*Exercise data*:
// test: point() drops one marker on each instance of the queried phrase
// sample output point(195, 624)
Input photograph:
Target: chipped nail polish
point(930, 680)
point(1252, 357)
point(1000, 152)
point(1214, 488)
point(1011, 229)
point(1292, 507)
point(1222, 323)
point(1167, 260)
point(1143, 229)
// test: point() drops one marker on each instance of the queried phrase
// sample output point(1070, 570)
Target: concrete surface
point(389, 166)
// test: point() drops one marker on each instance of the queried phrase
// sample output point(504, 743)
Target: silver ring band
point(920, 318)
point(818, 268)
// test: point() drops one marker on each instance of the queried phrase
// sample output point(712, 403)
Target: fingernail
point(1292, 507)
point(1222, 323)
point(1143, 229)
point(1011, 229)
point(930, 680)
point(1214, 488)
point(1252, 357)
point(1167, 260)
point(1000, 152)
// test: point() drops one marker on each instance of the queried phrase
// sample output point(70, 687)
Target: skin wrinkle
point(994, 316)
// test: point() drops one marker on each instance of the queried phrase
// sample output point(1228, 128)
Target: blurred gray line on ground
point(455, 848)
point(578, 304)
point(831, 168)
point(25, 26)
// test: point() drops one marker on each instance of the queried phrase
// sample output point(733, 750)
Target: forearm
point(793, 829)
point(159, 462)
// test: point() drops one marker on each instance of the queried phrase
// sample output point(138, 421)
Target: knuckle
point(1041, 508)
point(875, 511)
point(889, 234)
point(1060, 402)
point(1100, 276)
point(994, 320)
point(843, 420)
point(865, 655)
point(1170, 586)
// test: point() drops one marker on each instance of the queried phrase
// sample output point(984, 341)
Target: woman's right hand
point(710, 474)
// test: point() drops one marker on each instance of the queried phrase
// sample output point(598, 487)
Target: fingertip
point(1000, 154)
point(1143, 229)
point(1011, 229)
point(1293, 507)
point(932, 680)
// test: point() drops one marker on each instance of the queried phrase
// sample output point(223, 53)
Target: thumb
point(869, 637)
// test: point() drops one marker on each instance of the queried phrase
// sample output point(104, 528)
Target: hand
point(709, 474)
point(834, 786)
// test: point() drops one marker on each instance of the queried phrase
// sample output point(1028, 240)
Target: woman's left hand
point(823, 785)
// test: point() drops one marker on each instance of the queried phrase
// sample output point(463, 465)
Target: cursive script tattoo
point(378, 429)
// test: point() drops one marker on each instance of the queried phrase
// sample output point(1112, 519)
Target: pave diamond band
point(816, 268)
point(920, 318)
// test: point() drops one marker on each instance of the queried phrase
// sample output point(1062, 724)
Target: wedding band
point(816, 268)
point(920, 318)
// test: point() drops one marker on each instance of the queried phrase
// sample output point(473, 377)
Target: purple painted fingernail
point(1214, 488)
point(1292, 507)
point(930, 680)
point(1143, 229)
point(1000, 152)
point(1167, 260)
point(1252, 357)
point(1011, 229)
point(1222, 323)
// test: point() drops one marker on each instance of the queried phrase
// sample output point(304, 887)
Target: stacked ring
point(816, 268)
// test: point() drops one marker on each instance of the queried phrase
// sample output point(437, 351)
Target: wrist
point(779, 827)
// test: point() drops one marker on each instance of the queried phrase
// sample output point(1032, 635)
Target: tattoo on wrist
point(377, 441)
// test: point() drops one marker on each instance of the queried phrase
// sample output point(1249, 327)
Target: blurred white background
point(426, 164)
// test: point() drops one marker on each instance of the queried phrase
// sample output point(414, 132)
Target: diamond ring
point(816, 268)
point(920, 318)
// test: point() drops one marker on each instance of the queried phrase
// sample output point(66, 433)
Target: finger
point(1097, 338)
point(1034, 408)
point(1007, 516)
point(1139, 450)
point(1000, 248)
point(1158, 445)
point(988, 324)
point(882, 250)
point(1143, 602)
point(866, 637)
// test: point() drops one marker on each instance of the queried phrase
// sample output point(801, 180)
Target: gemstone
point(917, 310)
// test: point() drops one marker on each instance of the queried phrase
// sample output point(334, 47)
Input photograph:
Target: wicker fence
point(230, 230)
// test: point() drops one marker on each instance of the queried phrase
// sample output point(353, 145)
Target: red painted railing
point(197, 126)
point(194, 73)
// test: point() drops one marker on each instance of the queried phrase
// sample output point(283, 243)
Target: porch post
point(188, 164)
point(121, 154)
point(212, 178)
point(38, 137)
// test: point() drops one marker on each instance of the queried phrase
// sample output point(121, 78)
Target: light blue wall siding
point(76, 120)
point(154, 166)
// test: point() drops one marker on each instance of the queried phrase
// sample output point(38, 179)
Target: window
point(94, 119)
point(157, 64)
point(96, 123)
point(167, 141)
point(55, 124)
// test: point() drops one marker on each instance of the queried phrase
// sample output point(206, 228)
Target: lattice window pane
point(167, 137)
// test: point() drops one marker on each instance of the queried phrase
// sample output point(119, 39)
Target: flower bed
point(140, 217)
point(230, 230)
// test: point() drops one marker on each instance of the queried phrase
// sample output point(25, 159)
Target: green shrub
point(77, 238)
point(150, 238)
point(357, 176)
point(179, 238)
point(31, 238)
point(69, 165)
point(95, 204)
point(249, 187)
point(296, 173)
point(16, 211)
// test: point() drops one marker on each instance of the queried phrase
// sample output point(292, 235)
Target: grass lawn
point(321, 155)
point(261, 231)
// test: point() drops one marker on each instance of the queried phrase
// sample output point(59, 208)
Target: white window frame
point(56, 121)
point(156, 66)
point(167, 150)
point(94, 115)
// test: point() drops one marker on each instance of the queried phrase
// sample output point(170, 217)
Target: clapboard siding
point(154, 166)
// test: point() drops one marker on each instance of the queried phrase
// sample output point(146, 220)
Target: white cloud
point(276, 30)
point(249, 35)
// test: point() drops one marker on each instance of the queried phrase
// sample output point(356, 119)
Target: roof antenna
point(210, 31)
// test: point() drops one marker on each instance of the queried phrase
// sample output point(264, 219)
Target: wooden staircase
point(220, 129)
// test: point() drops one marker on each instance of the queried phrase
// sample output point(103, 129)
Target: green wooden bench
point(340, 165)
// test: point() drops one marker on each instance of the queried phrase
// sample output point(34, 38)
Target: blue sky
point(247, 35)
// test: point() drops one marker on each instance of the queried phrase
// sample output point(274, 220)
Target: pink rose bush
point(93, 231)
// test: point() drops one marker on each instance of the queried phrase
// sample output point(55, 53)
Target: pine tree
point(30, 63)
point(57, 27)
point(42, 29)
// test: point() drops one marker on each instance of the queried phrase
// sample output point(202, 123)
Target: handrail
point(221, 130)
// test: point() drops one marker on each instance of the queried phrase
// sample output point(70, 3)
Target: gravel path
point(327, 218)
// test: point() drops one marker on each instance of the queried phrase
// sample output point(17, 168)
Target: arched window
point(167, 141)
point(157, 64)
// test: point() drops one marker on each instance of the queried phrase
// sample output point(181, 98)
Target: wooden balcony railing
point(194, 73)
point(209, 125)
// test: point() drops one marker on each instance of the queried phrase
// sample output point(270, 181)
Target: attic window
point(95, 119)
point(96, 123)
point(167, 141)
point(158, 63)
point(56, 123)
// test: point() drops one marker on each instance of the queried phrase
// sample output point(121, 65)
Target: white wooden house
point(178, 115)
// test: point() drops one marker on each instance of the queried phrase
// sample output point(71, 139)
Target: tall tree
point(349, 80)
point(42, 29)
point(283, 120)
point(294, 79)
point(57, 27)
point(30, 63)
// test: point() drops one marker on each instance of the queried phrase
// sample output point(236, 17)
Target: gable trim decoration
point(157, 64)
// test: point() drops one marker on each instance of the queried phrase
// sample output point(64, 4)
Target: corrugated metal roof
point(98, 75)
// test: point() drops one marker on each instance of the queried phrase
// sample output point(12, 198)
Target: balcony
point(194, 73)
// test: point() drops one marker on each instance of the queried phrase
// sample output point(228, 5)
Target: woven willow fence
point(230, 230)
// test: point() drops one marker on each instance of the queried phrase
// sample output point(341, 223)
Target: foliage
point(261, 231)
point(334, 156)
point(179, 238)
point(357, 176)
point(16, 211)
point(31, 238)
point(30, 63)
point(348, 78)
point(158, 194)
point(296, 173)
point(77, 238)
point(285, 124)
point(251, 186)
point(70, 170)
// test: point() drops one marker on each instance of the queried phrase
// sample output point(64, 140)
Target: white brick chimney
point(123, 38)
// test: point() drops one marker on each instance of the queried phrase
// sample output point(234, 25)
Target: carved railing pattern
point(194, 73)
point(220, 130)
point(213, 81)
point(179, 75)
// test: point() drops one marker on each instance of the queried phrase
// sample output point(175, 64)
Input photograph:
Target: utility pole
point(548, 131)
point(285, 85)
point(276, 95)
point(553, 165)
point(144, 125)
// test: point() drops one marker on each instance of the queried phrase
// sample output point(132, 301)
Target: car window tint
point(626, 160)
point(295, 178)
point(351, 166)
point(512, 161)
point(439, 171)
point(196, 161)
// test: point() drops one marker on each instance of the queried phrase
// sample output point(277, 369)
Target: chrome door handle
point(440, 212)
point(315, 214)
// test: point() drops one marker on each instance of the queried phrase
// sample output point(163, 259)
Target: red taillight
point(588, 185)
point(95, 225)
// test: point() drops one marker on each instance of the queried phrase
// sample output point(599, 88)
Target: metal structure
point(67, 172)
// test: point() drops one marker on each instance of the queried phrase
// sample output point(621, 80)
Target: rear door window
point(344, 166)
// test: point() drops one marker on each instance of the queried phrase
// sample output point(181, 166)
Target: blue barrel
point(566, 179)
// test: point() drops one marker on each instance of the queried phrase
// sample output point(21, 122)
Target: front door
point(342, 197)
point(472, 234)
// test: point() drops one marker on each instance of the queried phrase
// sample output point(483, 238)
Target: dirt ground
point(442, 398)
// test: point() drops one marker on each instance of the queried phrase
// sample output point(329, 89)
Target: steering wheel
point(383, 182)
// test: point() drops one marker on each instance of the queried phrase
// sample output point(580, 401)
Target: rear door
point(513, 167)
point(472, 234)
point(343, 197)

*Directions for this task*:
Copy out the items from their first line through the line containing "point(389, 166)", substituting "paved surface" for "concrete surface" and keeping everything else the same.

*Solution to this exercise*:
// test: point() drops one marker on each instance of the queried phrase
// sample output point(195, 624)
Input photograph:
Target: chipped nail polish
point(930, 680)
point(1252, 357)
point(1000, 152)
point(1214, 488)
point(1011, 229)
point(1292, 507)
point(1222, 323)
point(1167, 260)
point(1143, 229)
// test: point() drops one marker on each instance of the queried phrase
// sample output point(1070, 570)
Target: paved surface
point(389, 166)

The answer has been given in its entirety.